> [GIVEN PROBLEM]: Report how many lines of the listing below contain the string "object", treating uppercase and lowercase as different. Give only the number.

Coordinate labeling data
____
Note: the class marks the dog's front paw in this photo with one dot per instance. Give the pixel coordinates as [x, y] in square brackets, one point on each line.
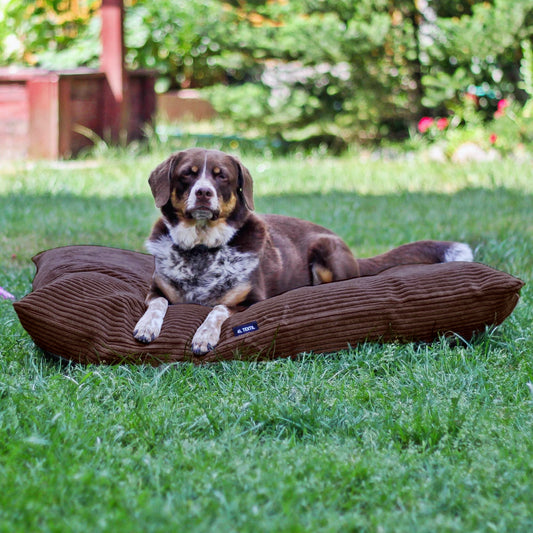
[205, 339]
[458, 251]
[149, 326]
[146, 331]
[208, 334]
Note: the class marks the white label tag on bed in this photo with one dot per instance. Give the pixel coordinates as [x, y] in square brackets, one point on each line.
[245, 328]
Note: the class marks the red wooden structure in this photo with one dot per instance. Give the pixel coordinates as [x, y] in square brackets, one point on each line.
[49, 114]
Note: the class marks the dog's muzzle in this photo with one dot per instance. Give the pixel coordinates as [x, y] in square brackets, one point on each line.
[203, 213]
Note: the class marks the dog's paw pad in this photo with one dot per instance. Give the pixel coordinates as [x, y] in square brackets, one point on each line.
[204, 341]
[458, 251]
[146, 331]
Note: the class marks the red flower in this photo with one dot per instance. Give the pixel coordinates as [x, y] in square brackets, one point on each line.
[424, 124]
[502, 104]
[472, 97]
[442, 123]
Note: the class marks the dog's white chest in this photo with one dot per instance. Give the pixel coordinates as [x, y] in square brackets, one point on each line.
[202, 275]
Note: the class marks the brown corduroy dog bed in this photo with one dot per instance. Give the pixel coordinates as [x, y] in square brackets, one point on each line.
[86, 301]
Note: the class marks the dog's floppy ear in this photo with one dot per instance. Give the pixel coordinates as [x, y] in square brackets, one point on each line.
[246, 186]
[159, 180]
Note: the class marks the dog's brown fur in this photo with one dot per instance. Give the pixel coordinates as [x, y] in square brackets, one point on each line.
[208, 230]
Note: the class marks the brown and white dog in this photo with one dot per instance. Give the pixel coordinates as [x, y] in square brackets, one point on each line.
[210, 248]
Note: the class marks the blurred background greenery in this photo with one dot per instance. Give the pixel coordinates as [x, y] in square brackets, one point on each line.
[329, 72]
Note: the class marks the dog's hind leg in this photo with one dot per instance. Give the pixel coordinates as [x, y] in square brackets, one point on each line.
[331, 260]
[420, 252]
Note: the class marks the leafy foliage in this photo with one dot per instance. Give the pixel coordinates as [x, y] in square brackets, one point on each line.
[329, 70]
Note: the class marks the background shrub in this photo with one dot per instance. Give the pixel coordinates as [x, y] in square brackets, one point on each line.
[329, 70]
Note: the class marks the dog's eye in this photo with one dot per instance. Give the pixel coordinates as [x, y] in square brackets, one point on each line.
[221, 176]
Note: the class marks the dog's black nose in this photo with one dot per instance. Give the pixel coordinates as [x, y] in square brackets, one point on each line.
[204, 193]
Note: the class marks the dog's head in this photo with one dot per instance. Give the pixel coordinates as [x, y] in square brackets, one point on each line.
[202, 185]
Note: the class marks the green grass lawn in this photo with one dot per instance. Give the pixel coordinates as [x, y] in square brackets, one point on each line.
[375, 438]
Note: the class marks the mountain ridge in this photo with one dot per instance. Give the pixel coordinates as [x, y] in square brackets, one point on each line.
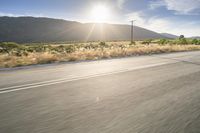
[42, 29]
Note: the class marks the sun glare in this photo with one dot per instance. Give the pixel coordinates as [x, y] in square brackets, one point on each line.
[100, 13]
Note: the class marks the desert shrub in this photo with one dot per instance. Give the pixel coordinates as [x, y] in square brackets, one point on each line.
[163, 41]
[7, 47]
[132, 43]
[182, 41]
[147, 42]
[102, 44]
[195, 41]
[70, 48]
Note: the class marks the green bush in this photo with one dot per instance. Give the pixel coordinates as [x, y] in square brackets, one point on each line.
[195, 41]
[163, 41]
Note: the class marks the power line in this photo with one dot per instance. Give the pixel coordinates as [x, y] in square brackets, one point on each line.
[132, 26]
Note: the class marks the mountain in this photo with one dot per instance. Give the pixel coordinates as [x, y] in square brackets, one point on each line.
[30, 29]
[169, 35]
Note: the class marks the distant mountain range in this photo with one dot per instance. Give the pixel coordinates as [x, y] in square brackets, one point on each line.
[169, 35]
[30, 29]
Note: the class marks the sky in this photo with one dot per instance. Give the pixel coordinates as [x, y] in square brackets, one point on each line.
[163, 16]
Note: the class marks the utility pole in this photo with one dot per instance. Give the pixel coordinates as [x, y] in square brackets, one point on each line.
[132, 25]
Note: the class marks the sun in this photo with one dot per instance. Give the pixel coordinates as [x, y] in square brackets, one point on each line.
[100, 13]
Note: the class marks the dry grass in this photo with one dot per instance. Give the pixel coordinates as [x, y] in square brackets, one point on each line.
[91, 54]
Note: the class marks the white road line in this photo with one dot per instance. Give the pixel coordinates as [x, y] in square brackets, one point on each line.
[70, 79]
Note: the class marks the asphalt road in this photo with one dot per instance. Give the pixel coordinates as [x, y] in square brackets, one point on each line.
[146, 94]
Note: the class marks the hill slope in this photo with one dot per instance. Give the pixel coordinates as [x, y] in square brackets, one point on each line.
[169, 35]
[30, 29]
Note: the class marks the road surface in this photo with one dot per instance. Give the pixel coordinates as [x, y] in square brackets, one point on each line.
[146, 94]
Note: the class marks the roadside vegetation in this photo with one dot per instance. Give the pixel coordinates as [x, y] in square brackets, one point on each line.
[13, 54]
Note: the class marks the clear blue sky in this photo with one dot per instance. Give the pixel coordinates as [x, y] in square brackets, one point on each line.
[172, 16]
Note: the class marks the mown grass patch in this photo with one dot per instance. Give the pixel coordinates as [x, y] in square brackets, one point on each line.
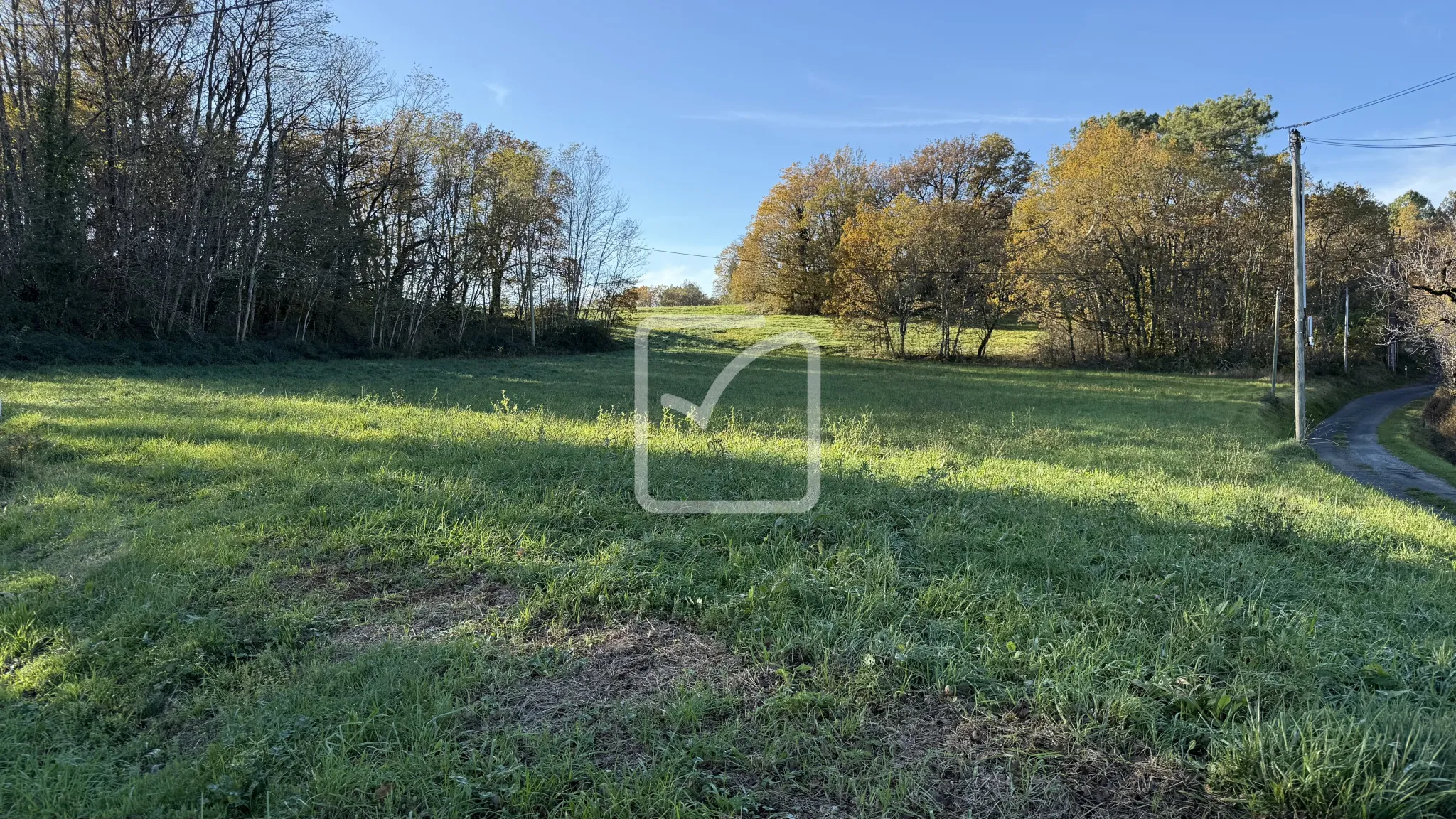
[379, 588]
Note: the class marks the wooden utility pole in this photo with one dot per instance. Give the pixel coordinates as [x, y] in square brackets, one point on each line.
[1275, 363]
[1346, 352]
[1300, 433]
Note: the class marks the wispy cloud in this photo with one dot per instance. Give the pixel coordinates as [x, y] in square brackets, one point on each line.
[678, 274]
[925, 122]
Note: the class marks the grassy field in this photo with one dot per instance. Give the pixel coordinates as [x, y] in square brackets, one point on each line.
[426, 589]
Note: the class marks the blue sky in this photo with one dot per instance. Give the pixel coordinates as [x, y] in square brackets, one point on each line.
[700, 105]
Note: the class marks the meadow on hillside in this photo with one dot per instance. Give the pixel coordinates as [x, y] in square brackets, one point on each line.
[408, 588]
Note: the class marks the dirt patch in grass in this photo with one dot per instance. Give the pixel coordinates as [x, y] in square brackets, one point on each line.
[433, 612]
[1017, 763]
[629, 663]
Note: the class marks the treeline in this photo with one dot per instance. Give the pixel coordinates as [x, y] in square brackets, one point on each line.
[1145, 237]
[183, 169]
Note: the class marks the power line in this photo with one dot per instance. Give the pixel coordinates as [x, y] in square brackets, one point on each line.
[179, 16]
[1386, 98]
[1389, 139]
[1346, 143]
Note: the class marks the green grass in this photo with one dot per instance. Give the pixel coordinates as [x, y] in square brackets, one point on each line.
[1012, 343]
[407, 588]
[1406, 436]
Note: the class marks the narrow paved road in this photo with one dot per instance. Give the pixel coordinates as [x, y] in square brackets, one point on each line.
[1349, 442]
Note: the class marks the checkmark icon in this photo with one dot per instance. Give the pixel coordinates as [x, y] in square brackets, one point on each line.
[702, 414]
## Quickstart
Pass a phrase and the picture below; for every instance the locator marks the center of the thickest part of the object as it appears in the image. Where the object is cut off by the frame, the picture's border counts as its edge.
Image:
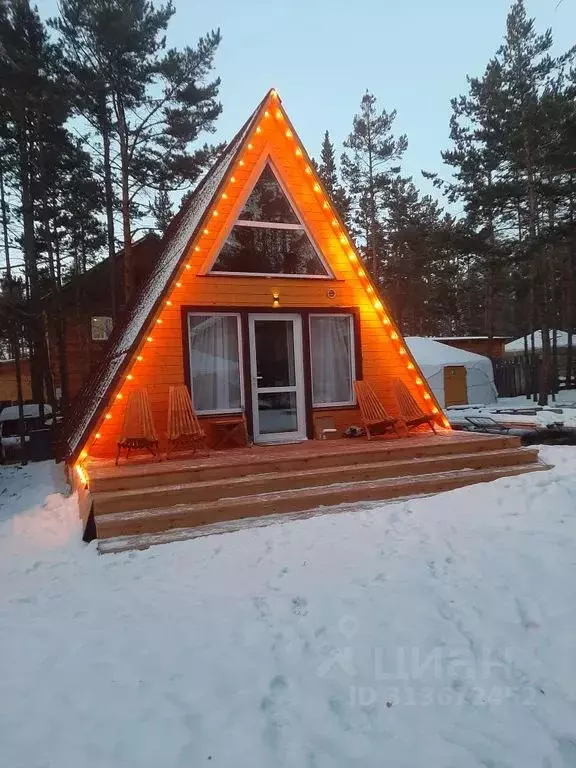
____
> [FINISHED ANSWER]: 1